(Objective): Please say whether each statement agrees with the riddle thread, answering yes or no and quoting the words that decide it: (a) One reply gives a match as the answer to the riddle about the wee man in a red coat. (b) The answer to the Romeo and Juliet puzzle was the dog. (c) The cabin in the cabin puzzle was a hunting cabin.

(Article):
----------------------------------------

Gota Riddle?

Reply to Kat:

  1. A wee, wee man in a red, red coat
    A staff in his hand and a stone in his throat
    If you answer this riddle, I’ll give you a groat.

Answer: A match? Wooden stick, red head, and an abrasive tip. Best fit I could think of today.

Mojo said - “Think “famous” albatrosses for the answer”

Hey Mojo, what answer have you heard to this riddle? Mine doesn’t have anything to do with a famous albatross. Just curious.

And I guess the answer isn’t really the important part, either. It’s the story that goes behind it. The person that told it to us was very good at storytelling and we dragged it out for four hours (we were on a long roadtrip)!

The answer I heard was that this was the very end to The Rime of the Ancient Mariner.

That’s the easiest one. We actually managed to come up with the answer without hints (in addition to the questions).

Here’s another one: A man was driving down the street. He pulled the car to the side of the road and killed himself. Why?
Phobia: nope.

Okay, Falcon, that was easy. Try this:

Write down eleven thousand, eleven hundred, and eleven. This number is not divisible by 7, agreed?

cabin puzzle…
The cabin was an airline cabin from a crashed plane.

albatross puzzle
The guy had been on a deserted island with a group of people. The ‘cook’ of the group had always fed them albatross soup. When he tasted it in the restaurant, he realized that he hadn’t been eating albatross soup, hed been eating the other people on the island.

I don’t know the driving one.

It seems the answer I heard to the Albatross one was made up. The way I heard it was “a man walks into the restaurant and orders the soup of the day. He takes one bite and kills himself. Why?” You had find out that it was Albatross through Q&A and also find out that he was the guy from R.o.t.A.M.

Not that anyone seemed to care but the answer to the Romeo and Juliet one was “the cat”. R & J were goldfish.

What did Geronimo say when he jumped out of an airplane?

“Meeeeeeeeeeeeeeeeeeeeeeeeeeeee!!”

Another yes/no question puzzle. A rich and famous man’s wife dies in a skiing accident. The police get a call from a women saying that it was murder. How did she know?

I don’t think you have this right.

If it was a skiing accident, then by definition it wasn’t murder. Murder is intentional, and accidents aren’t! Either the woman on the phone was mistaken, or you stated the riddle incorrectly.

----------------------------------------

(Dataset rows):

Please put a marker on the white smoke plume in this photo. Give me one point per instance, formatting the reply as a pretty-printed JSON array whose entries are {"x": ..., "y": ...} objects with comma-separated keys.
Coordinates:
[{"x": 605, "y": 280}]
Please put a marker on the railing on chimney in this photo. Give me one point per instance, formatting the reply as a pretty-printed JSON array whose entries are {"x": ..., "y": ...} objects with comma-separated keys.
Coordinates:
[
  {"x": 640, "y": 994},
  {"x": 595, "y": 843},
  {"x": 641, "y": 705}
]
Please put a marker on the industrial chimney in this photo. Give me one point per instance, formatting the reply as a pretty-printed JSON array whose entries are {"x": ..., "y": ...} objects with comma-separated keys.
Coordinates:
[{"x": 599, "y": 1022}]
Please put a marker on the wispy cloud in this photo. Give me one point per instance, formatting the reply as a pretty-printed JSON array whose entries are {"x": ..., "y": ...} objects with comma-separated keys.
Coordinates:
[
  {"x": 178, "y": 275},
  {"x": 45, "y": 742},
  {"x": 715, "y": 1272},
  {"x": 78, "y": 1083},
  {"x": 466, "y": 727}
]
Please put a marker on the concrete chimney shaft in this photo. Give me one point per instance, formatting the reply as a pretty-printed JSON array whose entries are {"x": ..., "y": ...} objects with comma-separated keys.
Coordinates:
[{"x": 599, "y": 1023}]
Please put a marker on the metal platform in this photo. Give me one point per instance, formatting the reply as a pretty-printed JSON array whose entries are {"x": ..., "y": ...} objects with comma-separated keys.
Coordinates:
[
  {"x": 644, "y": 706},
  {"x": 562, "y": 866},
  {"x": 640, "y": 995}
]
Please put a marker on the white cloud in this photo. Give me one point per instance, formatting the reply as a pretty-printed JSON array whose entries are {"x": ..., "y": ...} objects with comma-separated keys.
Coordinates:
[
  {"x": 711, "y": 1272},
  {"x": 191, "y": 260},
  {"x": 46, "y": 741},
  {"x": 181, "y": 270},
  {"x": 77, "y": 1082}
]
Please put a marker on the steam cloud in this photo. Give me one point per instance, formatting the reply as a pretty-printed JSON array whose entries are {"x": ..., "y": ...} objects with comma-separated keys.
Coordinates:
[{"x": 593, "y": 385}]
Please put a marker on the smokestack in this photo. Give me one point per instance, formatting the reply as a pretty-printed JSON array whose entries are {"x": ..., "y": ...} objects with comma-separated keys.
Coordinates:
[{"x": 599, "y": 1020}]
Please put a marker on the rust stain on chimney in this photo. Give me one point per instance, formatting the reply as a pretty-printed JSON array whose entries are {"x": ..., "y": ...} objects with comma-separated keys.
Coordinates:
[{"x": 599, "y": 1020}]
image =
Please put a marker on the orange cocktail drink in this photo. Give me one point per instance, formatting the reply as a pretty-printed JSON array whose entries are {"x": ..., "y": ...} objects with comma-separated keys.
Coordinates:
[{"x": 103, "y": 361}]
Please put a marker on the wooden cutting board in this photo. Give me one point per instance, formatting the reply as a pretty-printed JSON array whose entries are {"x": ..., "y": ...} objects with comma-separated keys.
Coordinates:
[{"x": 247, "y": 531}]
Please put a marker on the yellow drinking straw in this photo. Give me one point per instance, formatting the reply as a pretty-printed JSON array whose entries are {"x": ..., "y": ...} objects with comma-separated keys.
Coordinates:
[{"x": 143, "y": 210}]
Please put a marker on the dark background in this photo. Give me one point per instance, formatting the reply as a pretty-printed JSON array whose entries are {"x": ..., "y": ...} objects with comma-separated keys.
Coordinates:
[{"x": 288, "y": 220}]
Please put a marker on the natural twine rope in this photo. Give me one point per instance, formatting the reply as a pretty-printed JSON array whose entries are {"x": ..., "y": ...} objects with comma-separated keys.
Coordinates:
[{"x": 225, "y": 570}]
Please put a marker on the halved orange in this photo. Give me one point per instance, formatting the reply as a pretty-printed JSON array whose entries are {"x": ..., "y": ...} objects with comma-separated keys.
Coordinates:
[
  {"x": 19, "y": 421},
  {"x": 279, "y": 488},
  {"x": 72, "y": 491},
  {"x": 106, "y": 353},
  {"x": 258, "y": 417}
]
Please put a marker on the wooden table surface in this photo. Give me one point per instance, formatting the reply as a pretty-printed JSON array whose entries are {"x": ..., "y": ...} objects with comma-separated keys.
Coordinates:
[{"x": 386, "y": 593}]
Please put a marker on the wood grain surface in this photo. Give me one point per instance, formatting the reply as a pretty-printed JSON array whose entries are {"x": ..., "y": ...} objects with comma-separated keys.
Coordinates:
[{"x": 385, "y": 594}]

----------------------------------------

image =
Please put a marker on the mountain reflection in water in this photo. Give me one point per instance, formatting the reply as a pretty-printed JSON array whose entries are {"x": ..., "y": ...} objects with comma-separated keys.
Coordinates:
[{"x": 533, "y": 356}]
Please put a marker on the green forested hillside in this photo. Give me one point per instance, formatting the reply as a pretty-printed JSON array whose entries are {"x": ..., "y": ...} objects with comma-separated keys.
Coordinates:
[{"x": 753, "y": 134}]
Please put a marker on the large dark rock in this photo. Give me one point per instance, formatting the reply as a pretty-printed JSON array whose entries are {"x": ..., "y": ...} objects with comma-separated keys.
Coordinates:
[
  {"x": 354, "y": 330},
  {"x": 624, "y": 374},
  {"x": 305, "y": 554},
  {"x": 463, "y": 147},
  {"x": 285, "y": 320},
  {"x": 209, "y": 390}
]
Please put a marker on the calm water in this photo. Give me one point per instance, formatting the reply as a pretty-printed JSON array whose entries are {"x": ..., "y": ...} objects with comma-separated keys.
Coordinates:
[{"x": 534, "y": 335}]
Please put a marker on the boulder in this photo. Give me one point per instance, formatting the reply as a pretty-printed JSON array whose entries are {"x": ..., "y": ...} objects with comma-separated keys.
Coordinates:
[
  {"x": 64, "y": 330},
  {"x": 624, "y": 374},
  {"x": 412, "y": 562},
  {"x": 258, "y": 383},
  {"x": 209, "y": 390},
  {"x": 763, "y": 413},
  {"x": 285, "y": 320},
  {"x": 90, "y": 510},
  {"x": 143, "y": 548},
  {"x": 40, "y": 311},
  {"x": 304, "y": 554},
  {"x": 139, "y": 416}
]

----------------------------------------

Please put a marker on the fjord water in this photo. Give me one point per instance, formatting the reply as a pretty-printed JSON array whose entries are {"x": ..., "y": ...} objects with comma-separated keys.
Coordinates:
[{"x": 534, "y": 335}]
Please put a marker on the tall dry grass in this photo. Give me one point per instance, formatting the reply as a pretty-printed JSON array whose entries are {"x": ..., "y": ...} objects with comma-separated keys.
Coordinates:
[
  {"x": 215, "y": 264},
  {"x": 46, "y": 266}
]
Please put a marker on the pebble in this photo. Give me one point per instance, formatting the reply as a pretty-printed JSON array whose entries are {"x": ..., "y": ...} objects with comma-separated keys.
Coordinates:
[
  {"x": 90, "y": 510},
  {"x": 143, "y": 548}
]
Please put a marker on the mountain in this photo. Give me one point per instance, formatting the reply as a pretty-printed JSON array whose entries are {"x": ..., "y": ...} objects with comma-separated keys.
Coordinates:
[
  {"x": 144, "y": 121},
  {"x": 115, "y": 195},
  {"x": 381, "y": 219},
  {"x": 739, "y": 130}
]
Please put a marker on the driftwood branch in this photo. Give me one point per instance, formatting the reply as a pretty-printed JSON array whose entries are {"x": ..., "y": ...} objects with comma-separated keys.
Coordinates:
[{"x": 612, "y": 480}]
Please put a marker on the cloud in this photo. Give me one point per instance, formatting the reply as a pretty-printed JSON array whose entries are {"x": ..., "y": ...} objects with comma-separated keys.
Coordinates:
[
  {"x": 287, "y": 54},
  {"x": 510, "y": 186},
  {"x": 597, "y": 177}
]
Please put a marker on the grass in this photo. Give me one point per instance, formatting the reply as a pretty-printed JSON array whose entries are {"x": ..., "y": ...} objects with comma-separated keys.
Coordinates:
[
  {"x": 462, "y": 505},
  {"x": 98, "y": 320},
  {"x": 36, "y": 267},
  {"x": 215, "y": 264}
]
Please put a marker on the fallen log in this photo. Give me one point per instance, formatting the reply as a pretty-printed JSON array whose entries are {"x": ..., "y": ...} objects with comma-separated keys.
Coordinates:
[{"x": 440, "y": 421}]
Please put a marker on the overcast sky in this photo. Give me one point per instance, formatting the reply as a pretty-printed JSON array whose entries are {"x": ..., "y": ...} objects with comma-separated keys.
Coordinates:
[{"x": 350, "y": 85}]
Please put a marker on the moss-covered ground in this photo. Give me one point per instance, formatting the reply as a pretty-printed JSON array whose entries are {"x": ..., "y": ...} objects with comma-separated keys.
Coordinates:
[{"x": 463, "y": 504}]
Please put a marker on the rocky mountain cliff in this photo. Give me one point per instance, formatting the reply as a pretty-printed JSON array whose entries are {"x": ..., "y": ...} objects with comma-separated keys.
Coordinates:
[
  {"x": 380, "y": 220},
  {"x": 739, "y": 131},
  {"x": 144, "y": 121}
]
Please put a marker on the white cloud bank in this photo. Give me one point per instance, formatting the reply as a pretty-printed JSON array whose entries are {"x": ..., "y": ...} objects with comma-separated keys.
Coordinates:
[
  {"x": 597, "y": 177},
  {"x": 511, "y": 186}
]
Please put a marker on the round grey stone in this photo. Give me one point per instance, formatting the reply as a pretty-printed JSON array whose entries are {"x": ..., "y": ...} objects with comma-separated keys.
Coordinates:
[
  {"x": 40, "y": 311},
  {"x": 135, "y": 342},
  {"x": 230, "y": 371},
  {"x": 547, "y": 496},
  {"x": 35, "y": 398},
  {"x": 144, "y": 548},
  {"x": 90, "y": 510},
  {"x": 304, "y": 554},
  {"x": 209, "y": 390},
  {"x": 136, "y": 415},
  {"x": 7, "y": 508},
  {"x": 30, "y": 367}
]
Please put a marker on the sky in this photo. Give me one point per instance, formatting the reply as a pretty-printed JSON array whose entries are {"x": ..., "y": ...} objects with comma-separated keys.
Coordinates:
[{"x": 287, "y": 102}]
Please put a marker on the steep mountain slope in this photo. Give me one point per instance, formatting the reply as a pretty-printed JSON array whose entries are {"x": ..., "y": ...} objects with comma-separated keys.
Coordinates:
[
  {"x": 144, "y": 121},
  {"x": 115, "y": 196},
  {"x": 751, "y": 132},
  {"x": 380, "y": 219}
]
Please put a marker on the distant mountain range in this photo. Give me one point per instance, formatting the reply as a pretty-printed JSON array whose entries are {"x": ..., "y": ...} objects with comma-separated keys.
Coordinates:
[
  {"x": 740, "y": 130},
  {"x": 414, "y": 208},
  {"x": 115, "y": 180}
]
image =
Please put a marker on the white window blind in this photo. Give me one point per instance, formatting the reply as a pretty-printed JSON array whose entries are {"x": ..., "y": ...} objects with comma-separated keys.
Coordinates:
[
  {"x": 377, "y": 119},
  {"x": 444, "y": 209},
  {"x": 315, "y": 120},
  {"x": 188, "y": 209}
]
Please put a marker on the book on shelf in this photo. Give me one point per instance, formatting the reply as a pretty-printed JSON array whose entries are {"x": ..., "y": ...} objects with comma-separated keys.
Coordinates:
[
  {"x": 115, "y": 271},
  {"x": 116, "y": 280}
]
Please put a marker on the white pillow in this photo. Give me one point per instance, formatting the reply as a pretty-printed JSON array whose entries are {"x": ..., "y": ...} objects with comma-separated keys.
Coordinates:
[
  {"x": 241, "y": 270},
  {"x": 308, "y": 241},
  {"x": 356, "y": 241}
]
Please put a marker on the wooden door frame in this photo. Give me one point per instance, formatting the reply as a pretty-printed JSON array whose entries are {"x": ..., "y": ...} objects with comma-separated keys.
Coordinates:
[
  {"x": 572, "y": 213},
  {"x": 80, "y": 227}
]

----------------------------------------

(Worked solution):
(a) Yes: "Answer: A match? Wooden stick, red head, and an abrasive tip."
(b) No: "the answer to the Romeo and Juliet one was “the cat”."
(c) No: "The cabin was an airline cabin from a crashed plane."